* [Aim]
Starting with the row containing "Category: sheep's ear" and continuing through the row containing "(1124, 553)", reproduce every row in full, requests included, but scale each point coordinate in the answers by 1.55 and round it to a whole number, with halves rounded up. Return only those rows.

** begin Material provided **

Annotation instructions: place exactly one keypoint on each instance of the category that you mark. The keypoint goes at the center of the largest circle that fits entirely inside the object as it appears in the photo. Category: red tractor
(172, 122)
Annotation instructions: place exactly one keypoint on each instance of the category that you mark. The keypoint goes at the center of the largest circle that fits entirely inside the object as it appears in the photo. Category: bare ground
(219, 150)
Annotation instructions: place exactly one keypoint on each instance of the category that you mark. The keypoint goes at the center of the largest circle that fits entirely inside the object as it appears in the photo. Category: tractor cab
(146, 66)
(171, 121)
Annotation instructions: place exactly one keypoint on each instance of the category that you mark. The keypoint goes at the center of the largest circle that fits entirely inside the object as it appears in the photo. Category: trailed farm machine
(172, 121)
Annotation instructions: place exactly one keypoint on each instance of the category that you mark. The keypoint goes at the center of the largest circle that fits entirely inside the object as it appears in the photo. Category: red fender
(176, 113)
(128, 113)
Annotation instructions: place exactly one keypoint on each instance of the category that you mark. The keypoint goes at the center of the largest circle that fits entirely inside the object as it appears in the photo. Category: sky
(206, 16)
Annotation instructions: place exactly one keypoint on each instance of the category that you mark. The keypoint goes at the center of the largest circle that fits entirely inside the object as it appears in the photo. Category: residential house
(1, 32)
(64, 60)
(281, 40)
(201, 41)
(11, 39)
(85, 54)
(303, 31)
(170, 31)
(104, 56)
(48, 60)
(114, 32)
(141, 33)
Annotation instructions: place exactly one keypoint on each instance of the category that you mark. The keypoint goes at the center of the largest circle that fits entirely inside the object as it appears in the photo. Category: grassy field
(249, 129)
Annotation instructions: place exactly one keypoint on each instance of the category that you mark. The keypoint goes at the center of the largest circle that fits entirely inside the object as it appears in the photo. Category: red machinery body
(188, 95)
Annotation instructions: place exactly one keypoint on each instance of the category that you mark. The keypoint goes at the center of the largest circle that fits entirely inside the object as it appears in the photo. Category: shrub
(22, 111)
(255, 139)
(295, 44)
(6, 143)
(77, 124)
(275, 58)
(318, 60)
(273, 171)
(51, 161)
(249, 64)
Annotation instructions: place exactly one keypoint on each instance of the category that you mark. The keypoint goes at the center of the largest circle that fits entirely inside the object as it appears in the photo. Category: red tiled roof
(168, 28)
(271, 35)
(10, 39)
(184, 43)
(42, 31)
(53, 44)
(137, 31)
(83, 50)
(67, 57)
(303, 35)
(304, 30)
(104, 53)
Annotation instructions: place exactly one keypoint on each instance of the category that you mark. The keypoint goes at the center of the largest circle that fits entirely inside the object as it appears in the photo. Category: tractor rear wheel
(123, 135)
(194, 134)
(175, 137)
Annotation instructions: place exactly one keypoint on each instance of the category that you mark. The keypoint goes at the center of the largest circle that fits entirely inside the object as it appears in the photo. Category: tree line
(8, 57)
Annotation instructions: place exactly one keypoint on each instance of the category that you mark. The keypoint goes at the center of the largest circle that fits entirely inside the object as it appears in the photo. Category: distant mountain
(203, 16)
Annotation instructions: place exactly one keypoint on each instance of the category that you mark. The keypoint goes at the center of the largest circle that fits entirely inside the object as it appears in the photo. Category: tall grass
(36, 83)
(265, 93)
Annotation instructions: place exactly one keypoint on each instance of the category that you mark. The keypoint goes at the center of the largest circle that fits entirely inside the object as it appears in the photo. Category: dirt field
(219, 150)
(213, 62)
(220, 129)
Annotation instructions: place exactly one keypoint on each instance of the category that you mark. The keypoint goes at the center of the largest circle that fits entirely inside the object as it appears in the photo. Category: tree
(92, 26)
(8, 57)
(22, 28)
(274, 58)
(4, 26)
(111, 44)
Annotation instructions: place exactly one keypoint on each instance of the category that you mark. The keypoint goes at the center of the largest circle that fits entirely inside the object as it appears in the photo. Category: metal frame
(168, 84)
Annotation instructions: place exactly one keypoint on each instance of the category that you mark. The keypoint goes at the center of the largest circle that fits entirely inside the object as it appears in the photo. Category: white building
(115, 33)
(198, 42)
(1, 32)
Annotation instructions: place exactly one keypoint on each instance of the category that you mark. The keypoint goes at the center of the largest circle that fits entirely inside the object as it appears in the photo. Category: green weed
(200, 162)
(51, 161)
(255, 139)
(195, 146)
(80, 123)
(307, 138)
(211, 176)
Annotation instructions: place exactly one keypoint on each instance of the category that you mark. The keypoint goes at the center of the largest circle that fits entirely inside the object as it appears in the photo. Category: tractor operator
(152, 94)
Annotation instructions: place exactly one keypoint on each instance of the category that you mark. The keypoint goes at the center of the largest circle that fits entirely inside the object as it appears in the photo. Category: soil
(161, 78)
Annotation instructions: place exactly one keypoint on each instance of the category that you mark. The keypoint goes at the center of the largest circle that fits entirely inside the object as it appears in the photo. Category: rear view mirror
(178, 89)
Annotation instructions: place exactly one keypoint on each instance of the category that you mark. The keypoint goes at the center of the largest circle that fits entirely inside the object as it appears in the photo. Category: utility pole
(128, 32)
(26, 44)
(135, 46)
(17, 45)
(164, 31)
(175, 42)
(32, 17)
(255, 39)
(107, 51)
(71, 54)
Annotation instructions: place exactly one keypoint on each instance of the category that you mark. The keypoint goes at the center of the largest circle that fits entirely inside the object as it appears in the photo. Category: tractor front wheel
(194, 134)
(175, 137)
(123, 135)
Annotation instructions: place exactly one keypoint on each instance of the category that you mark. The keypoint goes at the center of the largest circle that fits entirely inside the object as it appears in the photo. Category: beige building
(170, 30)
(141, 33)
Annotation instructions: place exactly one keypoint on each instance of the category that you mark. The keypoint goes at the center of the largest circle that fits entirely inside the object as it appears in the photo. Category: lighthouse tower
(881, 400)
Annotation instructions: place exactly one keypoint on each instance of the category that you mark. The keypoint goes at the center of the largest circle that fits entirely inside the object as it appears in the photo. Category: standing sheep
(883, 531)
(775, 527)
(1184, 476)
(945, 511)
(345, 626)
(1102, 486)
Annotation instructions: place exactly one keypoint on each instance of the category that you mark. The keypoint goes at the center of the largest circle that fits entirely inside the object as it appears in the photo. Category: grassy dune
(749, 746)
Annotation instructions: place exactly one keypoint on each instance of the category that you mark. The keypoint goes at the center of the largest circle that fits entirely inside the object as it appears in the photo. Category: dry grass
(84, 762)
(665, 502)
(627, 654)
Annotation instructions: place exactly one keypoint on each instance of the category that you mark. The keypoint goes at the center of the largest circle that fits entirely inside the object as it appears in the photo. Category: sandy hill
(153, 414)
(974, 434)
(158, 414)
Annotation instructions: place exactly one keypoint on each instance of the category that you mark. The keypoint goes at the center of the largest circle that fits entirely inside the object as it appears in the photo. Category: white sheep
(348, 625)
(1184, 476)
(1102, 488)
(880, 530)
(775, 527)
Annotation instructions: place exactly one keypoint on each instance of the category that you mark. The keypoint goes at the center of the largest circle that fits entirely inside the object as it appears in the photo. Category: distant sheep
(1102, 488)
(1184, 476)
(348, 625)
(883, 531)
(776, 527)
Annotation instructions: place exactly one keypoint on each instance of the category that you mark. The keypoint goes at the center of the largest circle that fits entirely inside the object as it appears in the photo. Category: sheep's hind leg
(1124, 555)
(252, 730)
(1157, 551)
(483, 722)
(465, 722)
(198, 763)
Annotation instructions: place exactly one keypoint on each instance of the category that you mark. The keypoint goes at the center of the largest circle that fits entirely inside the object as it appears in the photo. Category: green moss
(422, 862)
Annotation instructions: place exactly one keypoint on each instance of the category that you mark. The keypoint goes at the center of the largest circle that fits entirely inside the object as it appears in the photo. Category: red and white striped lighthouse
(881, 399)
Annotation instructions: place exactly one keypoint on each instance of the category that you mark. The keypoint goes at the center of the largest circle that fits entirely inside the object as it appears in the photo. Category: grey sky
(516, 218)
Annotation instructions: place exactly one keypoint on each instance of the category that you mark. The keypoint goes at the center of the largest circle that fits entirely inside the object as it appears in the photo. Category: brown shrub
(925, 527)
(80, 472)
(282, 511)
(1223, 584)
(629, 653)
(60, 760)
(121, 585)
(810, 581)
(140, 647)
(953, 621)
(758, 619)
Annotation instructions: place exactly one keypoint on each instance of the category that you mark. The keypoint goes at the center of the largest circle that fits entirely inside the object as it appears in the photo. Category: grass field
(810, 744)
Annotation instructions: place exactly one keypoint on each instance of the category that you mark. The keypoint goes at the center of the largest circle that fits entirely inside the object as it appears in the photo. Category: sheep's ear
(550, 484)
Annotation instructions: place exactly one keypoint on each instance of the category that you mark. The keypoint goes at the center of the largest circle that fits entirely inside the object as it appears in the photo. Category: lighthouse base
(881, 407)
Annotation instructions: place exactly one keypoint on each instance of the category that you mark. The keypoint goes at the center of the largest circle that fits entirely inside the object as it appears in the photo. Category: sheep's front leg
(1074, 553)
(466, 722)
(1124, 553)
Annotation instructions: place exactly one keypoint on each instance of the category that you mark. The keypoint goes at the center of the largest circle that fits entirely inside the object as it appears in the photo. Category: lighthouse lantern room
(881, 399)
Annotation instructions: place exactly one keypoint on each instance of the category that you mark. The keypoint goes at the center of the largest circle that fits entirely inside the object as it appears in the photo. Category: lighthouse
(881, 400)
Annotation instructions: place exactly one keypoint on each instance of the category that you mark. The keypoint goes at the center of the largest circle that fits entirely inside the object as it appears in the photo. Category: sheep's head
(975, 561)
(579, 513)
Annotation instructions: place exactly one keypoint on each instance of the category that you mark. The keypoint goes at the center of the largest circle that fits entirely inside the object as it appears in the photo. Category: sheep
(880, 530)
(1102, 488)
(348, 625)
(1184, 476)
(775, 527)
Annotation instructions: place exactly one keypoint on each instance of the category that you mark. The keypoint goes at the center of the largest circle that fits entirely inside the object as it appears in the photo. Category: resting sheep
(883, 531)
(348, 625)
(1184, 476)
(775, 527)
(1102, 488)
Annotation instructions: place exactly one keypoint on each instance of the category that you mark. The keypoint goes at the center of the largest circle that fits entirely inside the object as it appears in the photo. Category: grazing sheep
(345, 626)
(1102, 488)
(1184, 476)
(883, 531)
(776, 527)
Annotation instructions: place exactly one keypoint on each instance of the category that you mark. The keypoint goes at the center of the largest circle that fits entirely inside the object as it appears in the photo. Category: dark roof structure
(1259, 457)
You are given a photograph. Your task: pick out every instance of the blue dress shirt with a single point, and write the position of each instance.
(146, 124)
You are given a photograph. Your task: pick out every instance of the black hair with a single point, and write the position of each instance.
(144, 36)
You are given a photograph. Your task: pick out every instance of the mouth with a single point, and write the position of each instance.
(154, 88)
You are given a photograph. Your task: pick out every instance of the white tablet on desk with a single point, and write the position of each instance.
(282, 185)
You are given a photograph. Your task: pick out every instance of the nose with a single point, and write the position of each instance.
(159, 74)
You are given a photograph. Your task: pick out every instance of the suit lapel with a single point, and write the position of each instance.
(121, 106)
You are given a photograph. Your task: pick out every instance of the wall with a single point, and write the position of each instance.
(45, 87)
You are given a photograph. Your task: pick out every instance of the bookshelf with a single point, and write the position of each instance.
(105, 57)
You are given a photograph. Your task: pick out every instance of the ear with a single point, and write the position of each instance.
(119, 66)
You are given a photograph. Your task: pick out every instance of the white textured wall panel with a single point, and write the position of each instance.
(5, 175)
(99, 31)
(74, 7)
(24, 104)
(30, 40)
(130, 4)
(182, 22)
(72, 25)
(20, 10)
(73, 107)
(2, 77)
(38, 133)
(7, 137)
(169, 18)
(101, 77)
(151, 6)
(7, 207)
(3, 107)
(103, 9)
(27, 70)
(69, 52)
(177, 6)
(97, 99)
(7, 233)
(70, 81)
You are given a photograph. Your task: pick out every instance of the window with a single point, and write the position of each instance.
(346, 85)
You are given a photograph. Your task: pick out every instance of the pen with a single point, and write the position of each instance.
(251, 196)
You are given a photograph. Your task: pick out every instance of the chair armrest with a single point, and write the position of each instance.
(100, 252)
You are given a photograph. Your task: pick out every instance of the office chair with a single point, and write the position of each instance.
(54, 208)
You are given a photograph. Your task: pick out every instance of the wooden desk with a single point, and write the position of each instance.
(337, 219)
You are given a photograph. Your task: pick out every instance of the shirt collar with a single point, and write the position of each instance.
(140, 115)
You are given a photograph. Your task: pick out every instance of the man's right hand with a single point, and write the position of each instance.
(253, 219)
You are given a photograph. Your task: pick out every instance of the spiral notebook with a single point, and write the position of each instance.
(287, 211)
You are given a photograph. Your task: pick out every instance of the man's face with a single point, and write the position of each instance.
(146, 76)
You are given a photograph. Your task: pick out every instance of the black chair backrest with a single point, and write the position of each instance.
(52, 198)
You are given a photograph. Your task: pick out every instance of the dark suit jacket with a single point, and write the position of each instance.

** end Material provided **

* [Finished task]
Annotation instructions: place exactly one keypoint on each instance of the category that you mark. The keypoint goes at the center of the largest circle that fits entirely inside the object as it appears in the photo. Category: sheep's ear
(853, 750)
Annotation instructions: place exactly one keypoint on each instance of the category that you mark. The keypoint goes at the center of the largest circle that fits entirely inside the object as it appears in the photo. Category: lighthouse base
(1366, 631)
Annotation instructions: place exactly one keypoint on each instance of the category that you mark. The keypoint goes at the center of the largest circle that fits entirely inside the object as it appears in the photo. Category: sheep's front leg
(1665, 857)
(722, 1119)
(1742, 857)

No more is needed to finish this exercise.